Work task —
Copy out all of the records. Keep every word exact.

(Study material Opens)

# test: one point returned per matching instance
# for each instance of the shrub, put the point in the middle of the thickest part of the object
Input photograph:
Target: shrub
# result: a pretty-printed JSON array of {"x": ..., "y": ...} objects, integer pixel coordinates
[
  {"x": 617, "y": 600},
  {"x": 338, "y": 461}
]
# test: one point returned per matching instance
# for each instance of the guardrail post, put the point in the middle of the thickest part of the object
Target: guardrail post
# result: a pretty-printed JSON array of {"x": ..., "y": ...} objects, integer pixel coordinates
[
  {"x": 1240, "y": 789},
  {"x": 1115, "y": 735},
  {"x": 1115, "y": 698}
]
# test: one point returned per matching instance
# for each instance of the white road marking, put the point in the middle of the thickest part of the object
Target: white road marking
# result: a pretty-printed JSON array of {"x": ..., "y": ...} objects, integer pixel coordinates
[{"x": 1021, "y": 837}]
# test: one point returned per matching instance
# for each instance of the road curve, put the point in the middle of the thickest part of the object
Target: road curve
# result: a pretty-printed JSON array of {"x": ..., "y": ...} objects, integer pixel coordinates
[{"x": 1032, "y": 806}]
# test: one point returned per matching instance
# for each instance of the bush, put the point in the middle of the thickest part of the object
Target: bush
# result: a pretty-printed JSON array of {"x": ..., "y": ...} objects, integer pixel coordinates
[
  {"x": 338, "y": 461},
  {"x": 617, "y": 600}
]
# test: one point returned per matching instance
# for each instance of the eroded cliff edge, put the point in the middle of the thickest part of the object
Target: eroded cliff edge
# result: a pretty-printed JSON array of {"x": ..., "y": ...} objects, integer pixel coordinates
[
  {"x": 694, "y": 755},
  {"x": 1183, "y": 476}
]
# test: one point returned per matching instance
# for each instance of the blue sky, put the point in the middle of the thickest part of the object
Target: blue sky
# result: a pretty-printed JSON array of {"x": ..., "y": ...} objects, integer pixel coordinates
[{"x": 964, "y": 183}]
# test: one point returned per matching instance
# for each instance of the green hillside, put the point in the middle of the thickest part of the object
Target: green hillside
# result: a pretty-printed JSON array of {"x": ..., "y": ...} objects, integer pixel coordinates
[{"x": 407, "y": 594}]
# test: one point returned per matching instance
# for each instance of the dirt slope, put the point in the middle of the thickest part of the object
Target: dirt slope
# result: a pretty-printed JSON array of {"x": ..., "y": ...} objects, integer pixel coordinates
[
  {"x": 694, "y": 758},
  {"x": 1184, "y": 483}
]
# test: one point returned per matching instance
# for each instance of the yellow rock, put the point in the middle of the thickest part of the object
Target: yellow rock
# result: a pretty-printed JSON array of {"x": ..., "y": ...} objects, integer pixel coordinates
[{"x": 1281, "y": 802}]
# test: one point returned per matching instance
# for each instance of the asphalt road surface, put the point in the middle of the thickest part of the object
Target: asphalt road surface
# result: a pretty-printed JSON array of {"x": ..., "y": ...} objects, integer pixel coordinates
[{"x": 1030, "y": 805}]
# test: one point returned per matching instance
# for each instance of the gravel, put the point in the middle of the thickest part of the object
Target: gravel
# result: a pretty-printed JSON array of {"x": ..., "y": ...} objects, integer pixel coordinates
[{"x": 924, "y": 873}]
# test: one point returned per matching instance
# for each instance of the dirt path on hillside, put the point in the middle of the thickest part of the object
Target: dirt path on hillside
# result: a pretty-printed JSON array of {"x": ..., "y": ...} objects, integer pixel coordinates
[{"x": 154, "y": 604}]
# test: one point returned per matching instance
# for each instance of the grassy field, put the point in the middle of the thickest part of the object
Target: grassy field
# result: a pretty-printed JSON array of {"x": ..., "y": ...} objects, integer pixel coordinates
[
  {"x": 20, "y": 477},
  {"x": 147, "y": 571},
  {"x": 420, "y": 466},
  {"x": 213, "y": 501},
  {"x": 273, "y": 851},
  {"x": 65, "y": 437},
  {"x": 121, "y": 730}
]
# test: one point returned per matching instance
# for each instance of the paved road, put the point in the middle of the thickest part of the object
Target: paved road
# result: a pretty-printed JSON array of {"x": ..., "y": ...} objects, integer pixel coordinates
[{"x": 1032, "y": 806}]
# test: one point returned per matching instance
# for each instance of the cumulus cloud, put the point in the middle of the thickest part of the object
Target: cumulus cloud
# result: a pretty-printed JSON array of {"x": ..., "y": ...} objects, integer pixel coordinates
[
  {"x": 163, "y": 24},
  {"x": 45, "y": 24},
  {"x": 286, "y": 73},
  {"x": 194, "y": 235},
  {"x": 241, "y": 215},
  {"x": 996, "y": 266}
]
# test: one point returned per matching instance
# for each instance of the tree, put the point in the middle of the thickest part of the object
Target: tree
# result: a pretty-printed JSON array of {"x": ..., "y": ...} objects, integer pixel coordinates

(Study material Closes)

Answer space —
# test: one point returned per matching instance
# for each instance of the shrub, put the point in the middle of the thickest part of the object
Input photograph:
Target: shrub
# result: a pretty-printed JSON array of {"x": ..., "y": ...} objects, integer pixel coordinates
[
  {"x": 617, "y": 600},
  {"x": 338, "y": 461}
]
# test: one point returned per matching instance
# for each instance of the guardrail post, put the point in the middle of the thickest part of the object
Target: guardrail post
# result: a pretty-printed JSON array of {"x": ..., "y": ...} objects, integer pixel coordinates
[
  {"x": 1240, "y": 789},
  {"x": 1115, "y": 735},
  {"x": 1115, "y": 698}
]
# test: one point returned per matching instance
# for each instance of the white road marking, put the point in the middle of the thickest part of the object
Target: white road marking
# result: a pretty-printed JSON array of {"x": ..., "y": ...} objects, integer pixel coordinates
[{"x": 1021, "y": 837}]
# test: one point returned per matching instance
# for each instance of the road curve, put the point in the middle of the thickest part of the object
Target: road curve
# result: a pretty-printed JSON array of {"x": ..., "y": ...} objects, integer pixel coordinates
[{"x": 1032, "y": 806}]
# test: one point returned per matching instance
# for each instance of the bush, put the point in the middle of the thickest part of the object
Target: bush
# result: a pretty-printed JSON array of {"x": ..., "y": ...} objects, integer pixel coordinates
[
  {"x": 338, "y": 461},
  {"x": 617, "y": 600}
]
# test: one point returned per matching instance
# for each instance of the eroded cliff edge, put the point in the middle of the thickest part of the object
Target: eroded cliff edge
# result: a pretty-printed JSON array of {"x": ..., "y": ...} objects, integer pixel coordinates
[
  {"x": 694, "y": 755},
  {"x": 1183, "y": 476}
]
# test: one point returned per matching instance
# for each instance of the blue sky, put the point in the middle of the thickest part of the object
Target: blue sky
# result: a pretty-printed JSON array of {"x": ..., "y": ...} objects, integer pixel coordinates
[{"x": 964, "y": 183}]
# test: one point returned per matching instance
# for each instance of the green hillside, put the point in the middle of the thickest part of the object
Target: green hillside
# result: a pretty-printed JSON array of {"x": ..., "y": ...} objects, integer pixel coordinates
[{"x": 407, "y": 594}]
# test: one point returned per matching instance
# for each instance of the dirt slope, put the point in the middle of the thickest part of the object
Target: dirt slope
# result: a pretty-printed JSON array of {"x": ..., "y": ...} objects, integer pixel coordinates
[
  {"x": 694, "y": 758},
  {"x": 1184, "y": 483}
]
# test: one point returned per matching instance
# for each instance of the yellow rock, put the point in the middle of the thickest part of the object
Target: yellow rock
# result: a pretty-printed JSON array of {"x": ..., "y": ...} objects, integer pixel coordinates
[{"x": 1281, "y": 802}]
# test: one point returned per matching instance
# for each instance of the asphalt road surface, put the point in the middle of the thickest part of the object
Target: asphalt road surface
# result: a pretty-printed JSON array of {"x": ..., "y": ...} objects, integer pixel coordinates
[{"x": 1030, "y": 805}]
# test: one point returned per matching instance
# for each instance of the gravel, put the point in the middle of the thickest part of the object
Target: gravel
# result: a pretty-printed JSON array of {"x": ..., "y": ...} objects, integer pixel coordinates
[{"x": 924, "y": 873}]
# test: one point returned per matching instance
# for each instance of the dirt path on hillside, put the point in the middle of the thickest part of the object
Target: dirt path on hillside
# result: a pretty-printed JSON array of {"x": ..., "y": ...} objects, integer pixel coordinates
[{"x": 154, "y": 604}]
# test: one point returned per matching instance
# for each instance of the grassy field, put the point in the middle of the thickest part of the object
Target: grassy field
# result: a pretty-printed JSON array of {"x": ..., "y": ...} objects, integer pixel coordinates
[
  {"x": 20, "y": 477},
  {"x": 147, "y": 571},
  {"x": 420, "y": 466},
  {"x": 213, "y": 501},
  {"x": 273, "y": 851},
  {"x": 65, "y": 437},
  {"x": 121, "y": 730}
]
# test: one point returned per matching instance
# for each instance of the paved road, put the point in the middle of the thickest part of the object
Target: paved road
# result: a pretty-printed JSON array of {"x": ..., "y": ...} objects, integer pixel coordinates
[{"x": 1032, "y": 806}]
# test: one point returned per matching instance
# for each instance of the cumulus cloud, put the point in the middle of the thickest part of the object
Target: cumulus cloud
# result: a pretty-printed JSON array of {"x": ..., "y": ...} objects, integer pixel coordinates
[
  {"x": 163, "y": 24},
  {"x": 45, "y": 24},
  {"x": 286, "y": 73},
  {"x": 194, "y": 235},
  {"x": 241, "y": 215},
  {"x": 996, "y": 266}
]
# test: one point returned per matching instance
# for each instance of the tree, put the point in the middle of the thickest part of the object
Target: tree
# result: a pretty-printed JSON array of {"x": ..., "y": ...} objects, integer pixel coordinates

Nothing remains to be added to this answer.